• [PROBLEM REQUIREMENTS] Nothing below is to be printed except the lines between the line holding "Target: crumpled leaf" and the line holding "Target: red leaf", inclusive, each exactly as it appears.

• [TASK MATERIAL]

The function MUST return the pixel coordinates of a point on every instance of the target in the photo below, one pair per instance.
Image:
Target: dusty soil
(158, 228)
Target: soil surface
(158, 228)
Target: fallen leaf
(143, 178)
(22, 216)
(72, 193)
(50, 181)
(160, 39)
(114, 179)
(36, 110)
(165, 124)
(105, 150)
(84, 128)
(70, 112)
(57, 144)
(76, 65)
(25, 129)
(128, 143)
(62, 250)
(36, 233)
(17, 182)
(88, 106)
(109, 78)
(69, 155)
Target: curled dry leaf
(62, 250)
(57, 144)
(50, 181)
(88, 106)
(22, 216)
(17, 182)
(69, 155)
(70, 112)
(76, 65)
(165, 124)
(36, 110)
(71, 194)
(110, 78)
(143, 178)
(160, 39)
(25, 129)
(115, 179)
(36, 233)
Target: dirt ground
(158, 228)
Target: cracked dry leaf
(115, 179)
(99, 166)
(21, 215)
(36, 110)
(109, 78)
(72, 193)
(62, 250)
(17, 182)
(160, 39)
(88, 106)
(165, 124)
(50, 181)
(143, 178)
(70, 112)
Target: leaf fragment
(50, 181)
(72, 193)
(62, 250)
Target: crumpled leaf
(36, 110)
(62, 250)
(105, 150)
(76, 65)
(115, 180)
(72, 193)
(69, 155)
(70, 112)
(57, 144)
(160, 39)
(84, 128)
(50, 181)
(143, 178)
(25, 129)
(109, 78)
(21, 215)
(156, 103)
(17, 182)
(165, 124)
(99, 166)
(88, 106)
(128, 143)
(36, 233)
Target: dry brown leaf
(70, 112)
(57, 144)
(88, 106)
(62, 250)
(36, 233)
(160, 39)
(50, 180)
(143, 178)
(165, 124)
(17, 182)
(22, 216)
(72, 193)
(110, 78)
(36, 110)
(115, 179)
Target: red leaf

---

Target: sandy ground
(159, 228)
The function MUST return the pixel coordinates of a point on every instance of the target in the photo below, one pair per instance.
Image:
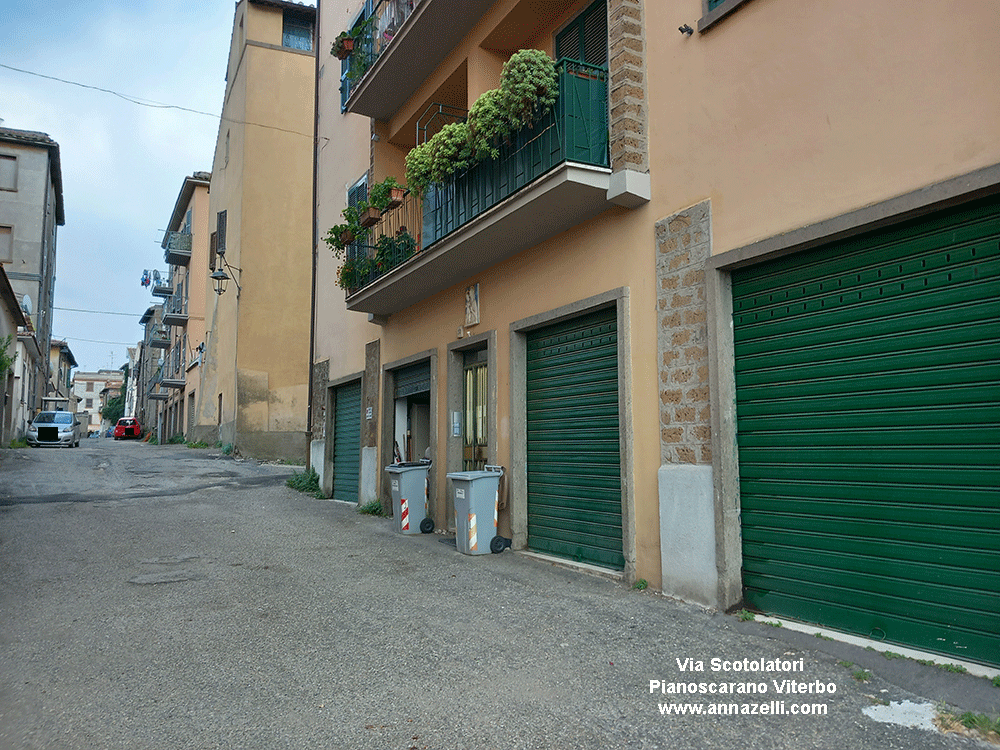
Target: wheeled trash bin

* * *

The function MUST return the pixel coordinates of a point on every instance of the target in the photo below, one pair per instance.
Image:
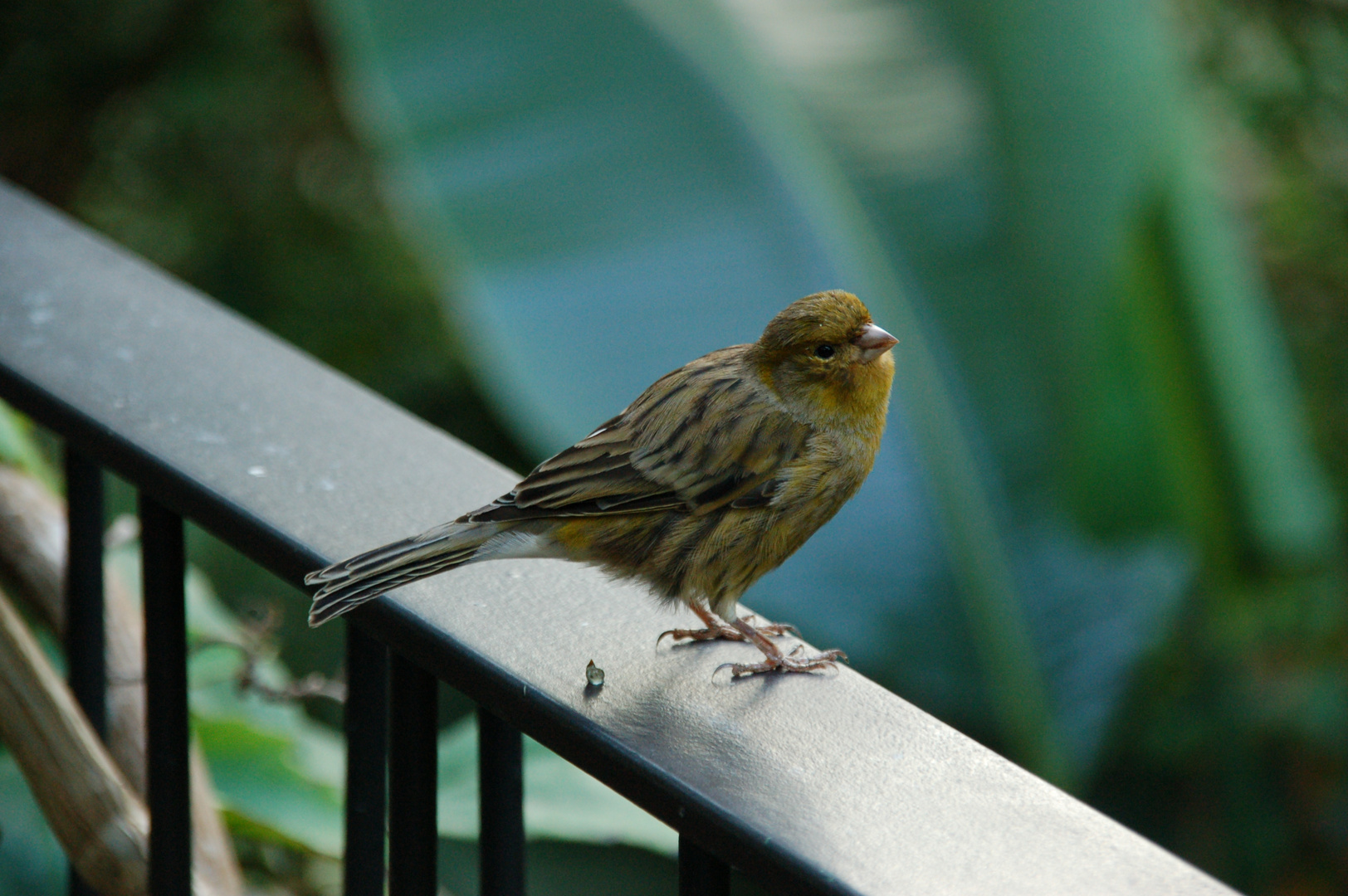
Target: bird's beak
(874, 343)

• [WRITTEN REPLY]
Target: crumpled leaf
(36, 110)
(62, 250)
(105, 150)
(76, 65)
(115, 180)
(72, 193)
(69, 155)
(70, 112)
(57, 144)
(160, 39)
(84, 128)
(50, 181)
(143, 178)
(25, 129)
(109, 78)
(21, 215)
(156, 103)
(17, 182)
(165, 124)
(99, 166)
(88, 106)
(128, 143)
(36, 233)
Target: dry brown leaf
(70, 112)
(57, 144)
(88, 106)
(62, 250)
(36, 233)
(160, 39)
(50, 180)
(143, 178)
(165, 124)
(17, 182)
(22, 216)
(72, 193)
(110, 78)
(36, 110)
(115, 179)
Target: red leaf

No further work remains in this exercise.